**YOUR TASK**
Please go on with the news article about Samuel Wyly's trial testimony, picking up after its final sentence.

**STUDY TEXT**

::::

Dates Got Garbled, Michaels Ex-Chairman Says at Trial

Samuel Wyly, the 79-year-old former Michaels Stores Inc. chairman, says dates sometimes get garbled in his mind. That’s how he explained inconsistencies in his testimony about company sales that are a part of a $550 million insider-trading lawsuit brought by regulators.

Wyly testified for the second day in his own defense today in federal court in Manhattan, denying U.S. Securities and Exchange Commission claims that he and his brother Charles, who died in 2011, used an offshore network of trusts to hide the stock trades.

The Wyly brothers used inside information gained from sitting on the board of Sterling Software Inc. in 1999 to accumulate shares ahead of the company’s $4 billion sale to Computer Associates International Inc., reaping a $31.7 million profit, according to the SEC. Wyly had given sworn statements that Goldman Sachs Group Inc. was hired in July 1999 to sell Sterling Software and a related company, Sterling Commerce. He changed his account today, testifying that Goldman Sachs wasn’t hired for Sterling Software until later that year.

“I sometimes get it garbled in my mind,” Wyly said, raising a question from U.S. District Judge Shira Scheindlin, who is presiding over the case.

::::

**PROVIDED DATA**
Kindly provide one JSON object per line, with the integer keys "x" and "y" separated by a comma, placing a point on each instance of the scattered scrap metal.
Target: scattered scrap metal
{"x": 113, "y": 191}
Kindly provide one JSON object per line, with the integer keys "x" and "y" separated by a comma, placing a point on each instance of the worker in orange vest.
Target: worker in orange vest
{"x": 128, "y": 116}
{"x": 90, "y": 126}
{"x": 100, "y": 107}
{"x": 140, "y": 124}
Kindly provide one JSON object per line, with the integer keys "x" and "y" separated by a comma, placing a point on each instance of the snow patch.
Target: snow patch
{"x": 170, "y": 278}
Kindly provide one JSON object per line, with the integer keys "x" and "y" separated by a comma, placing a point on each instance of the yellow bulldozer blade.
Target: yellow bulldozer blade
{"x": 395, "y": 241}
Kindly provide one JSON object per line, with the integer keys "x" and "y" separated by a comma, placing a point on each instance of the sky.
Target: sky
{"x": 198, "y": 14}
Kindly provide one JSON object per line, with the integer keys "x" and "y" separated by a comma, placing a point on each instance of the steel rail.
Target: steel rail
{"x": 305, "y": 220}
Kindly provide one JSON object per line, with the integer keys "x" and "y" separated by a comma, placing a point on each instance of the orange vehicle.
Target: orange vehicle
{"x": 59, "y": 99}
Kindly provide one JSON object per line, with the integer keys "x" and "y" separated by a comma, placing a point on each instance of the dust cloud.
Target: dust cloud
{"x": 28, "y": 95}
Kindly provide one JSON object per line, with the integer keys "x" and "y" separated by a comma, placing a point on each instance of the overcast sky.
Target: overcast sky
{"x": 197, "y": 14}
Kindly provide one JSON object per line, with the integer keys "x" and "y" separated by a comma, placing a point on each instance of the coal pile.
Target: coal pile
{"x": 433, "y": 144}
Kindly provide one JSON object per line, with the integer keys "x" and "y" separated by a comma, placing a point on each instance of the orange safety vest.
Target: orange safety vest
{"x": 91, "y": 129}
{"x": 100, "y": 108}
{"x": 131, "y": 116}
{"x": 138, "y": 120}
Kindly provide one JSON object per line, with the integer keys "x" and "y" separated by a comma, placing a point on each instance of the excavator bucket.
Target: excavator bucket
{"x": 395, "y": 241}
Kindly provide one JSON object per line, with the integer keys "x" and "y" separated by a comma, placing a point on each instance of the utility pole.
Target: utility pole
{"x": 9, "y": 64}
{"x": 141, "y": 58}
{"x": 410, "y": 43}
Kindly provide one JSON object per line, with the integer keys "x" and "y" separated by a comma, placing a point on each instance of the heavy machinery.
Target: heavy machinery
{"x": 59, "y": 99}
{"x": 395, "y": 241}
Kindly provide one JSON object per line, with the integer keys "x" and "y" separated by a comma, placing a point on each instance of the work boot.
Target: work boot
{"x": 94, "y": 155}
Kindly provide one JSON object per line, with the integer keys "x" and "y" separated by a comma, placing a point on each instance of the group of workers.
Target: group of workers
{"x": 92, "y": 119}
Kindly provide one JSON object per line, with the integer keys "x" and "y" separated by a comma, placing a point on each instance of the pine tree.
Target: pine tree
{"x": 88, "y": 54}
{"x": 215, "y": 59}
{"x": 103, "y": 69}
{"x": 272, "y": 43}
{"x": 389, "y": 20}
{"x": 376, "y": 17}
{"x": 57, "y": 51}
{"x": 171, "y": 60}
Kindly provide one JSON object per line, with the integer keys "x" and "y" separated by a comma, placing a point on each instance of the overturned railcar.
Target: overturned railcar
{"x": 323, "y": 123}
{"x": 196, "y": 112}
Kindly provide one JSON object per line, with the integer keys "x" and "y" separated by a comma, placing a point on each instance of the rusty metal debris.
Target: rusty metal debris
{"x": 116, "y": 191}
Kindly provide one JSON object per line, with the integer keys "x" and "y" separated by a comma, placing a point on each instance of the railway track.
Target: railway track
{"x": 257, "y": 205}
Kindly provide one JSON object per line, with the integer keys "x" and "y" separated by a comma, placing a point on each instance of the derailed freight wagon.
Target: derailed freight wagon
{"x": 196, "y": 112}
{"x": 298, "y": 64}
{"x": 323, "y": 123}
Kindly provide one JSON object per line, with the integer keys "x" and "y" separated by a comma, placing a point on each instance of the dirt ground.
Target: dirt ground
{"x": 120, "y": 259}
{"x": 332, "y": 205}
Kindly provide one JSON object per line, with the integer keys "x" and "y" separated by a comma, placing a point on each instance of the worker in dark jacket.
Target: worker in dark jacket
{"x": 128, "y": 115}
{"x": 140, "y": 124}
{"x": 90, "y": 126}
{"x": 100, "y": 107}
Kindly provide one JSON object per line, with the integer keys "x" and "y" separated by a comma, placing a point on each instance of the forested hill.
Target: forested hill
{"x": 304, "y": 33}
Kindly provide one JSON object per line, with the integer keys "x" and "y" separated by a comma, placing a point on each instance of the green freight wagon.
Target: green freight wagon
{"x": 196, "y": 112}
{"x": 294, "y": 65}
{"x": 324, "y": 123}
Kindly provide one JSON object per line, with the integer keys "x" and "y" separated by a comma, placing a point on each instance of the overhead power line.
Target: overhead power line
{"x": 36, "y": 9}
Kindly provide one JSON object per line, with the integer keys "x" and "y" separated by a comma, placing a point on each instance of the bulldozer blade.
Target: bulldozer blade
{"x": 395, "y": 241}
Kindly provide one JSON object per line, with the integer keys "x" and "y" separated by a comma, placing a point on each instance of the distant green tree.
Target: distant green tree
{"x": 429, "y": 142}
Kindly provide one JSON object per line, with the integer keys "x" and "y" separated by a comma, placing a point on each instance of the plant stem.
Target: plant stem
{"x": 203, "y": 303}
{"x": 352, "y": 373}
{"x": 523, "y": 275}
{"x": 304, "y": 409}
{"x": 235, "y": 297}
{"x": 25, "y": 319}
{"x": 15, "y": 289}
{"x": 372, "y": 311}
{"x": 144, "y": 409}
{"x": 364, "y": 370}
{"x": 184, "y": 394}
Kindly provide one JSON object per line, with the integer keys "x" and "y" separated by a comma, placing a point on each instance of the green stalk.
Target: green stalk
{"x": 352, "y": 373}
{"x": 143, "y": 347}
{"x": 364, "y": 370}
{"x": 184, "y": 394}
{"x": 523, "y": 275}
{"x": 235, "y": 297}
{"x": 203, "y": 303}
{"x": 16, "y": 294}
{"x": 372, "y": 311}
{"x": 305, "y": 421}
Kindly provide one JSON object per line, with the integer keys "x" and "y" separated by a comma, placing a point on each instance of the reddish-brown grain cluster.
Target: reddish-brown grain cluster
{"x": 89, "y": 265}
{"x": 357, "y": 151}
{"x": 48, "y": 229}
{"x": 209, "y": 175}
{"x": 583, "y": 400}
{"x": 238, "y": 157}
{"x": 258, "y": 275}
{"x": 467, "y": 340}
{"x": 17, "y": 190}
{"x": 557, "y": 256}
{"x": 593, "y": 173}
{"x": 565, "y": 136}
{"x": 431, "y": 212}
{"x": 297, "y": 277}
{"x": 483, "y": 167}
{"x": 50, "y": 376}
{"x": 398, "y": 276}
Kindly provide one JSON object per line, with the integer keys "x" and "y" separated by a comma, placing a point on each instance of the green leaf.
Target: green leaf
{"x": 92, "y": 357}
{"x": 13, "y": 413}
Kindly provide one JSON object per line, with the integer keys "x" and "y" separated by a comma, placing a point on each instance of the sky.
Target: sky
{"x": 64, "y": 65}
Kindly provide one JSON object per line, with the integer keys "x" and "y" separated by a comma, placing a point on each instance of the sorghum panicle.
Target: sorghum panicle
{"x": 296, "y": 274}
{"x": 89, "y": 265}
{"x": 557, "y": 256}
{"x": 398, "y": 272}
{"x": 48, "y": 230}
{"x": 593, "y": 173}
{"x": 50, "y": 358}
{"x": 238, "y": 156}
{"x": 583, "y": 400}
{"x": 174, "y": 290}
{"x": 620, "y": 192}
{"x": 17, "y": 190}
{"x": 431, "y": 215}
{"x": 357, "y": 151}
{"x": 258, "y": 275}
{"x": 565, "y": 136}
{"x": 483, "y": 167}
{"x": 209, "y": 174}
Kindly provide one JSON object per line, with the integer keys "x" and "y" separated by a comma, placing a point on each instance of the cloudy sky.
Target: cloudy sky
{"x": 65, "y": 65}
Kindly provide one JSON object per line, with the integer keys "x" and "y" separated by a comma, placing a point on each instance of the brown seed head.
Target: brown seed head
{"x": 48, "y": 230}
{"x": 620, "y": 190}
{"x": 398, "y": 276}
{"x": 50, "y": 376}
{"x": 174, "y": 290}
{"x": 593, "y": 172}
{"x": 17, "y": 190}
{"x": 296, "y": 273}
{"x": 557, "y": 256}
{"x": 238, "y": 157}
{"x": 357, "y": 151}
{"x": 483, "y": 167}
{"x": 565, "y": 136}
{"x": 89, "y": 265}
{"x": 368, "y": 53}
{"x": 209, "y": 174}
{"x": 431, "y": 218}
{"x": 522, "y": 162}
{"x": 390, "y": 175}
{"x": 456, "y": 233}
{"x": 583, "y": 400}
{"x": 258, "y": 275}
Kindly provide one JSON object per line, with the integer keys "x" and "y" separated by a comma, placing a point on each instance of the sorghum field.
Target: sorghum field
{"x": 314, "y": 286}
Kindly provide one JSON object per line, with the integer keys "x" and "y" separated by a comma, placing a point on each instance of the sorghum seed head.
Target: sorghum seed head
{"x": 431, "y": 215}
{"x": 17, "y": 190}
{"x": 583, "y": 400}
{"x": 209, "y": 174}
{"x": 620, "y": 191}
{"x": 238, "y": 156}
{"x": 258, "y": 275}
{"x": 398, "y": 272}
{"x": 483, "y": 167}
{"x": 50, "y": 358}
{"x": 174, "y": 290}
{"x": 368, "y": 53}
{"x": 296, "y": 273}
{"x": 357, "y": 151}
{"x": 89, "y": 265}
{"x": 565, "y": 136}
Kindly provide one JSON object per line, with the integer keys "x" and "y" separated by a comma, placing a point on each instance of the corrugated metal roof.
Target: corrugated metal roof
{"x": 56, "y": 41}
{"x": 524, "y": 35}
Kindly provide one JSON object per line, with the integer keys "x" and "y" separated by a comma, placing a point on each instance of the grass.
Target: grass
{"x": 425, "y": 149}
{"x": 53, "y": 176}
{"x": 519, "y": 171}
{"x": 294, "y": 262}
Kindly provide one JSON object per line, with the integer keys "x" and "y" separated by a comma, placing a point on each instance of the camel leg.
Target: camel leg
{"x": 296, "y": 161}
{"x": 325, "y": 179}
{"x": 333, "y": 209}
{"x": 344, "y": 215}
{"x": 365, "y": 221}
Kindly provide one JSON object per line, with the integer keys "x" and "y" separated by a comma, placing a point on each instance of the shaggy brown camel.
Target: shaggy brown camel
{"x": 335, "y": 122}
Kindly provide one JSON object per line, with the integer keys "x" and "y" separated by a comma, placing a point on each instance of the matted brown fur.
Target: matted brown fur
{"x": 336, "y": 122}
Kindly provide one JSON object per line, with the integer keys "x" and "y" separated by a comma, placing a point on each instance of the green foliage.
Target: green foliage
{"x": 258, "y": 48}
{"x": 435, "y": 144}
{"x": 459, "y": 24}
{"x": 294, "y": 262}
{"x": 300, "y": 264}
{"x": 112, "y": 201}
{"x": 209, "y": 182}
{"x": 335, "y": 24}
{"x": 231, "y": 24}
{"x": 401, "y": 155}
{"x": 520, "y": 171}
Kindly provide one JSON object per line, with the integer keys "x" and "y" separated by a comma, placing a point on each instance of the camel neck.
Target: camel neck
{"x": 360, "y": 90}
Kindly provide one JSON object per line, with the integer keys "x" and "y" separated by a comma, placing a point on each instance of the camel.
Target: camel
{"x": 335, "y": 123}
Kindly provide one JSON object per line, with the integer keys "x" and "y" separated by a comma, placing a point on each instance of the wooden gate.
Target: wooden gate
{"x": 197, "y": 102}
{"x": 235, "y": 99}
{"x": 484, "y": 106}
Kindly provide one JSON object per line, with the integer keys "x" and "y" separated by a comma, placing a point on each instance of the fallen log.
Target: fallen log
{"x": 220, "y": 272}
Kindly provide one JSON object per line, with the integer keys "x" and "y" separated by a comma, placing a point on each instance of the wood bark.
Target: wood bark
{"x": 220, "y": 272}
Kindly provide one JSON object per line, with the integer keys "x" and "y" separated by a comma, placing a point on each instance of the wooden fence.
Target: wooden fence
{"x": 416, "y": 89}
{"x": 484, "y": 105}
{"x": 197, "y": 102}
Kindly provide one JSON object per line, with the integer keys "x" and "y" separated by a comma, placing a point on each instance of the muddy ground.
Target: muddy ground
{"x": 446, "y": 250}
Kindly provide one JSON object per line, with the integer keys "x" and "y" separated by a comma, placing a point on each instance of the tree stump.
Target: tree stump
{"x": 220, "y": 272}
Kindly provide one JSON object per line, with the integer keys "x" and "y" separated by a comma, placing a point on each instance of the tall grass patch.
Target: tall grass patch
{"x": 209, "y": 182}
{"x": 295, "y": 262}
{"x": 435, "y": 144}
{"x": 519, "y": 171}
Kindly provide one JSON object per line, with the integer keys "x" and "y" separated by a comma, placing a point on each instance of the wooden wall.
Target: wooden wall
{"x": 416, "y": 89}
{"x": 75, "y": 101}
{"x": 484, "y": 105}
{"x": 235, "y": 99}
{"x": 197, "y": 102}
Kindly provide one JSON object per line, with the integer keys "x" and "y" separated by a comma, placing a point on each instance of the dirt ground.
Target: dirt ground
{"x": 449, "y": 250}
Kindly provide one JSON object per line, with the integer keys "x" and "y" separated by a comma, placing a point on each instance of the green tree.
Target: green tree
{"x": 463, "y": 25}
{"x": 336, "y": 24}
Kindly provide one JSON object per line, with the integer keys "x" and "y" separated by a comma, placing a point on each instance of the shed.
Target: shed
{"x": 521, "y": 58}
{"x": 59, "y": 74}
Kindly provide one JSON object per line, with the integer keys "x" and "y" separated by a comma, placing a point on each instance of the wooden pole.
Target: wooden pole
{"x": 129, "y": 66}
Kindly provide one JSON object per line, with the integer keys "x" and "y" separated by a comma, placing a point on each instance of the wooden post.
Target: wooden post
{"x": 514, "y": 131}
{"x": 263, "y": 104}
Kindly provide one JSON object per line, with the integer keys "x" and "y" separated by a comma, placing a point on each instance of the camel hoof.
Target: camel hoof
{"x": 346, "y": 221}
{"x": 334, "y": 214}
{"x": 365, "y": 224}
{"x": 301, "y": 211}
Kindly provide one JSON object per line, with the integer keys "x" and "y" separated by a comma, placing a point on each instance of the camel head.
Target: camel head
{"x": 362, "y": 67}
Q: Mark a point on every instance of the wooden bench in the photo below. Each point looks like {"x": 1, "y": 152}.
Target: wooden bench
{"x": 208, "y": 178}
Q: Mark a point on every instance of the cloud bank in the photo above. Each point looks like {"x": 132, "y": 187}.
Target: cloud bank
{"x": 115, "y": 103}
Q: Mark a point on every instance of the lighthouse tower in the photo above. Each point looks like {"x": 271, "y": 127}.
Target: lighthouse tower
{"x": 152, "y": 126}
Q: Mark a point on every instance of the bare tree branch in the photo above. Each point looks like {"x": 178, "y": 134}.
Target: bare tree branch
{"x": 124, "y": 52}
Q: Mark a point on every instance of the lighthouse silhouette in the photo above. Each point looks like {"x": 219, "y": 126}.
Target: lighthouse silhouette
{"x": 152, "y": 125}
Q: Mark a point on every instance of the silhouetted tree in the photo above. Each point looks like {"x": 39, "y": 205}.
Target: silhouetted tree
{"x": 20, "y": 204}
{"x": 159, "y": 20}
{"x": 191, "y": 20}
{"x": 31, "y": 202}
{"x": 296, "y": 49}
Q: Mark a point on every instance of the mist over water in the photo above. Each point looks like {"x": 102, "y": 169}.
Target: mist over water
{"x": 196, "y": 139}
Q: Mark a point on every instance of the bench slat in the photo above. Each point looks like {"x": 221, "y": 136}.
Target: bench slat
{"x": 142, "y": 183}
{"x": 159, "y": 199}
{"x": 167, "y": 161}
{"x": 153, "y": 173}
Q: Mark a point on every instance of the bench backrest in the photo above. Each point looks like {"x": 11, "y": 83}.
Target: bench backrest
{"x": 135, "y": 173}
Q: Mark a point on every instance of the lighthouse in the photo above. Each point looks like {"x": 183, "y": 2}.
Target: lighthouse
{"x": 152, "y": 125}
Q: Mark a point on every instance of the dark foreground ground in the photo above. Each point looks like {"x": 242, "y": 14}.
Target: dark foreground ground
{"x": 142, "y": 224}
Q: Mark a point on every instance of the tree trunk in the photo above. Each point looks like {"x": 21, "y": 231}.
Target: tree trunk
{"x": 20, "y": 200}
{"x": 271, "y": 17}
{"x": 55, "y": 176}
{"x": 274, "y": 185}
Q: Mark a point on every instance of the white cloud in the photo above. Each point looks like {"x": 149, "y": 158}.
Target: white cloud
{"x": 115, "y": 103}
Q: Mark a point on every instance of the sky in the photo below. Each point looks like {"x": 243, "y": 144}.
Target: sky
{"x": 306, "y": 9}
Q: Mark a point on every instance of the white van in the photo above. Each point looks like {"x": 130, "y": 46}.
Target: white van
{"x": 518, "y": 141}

::::

**EXERCISE OUTPUT**
“But you said it twice. So you’re now saying your testimony, then, was inaccurate?” Scheindlin asked. “And that was only six years after 1999.”

Judge’s Questioning

Turning around to stare at Wyly, who was seated on the witness stand, Scheindlin said “And today is how many years after 1999? 15? Oh.”

Scheindlin has said she will decide whether the Wylys engaged in insider trading. A jury will make the determination on other federal securities law violations alleged by the SEC. In a second phase, Scheindlin will also determine what penalties or remedies should be imposed if the Wylys are found liable.

Wyly continues his testimony when the trial resumes on April 28. The judge has ruled that Wyly can only testify for about two hours during the trial’s morning session, citing an undisclosed medical condition.

The case is SEC v. Wyly, 10-cv-05760, U.S. District Court, Southern District of New York (Manhattan).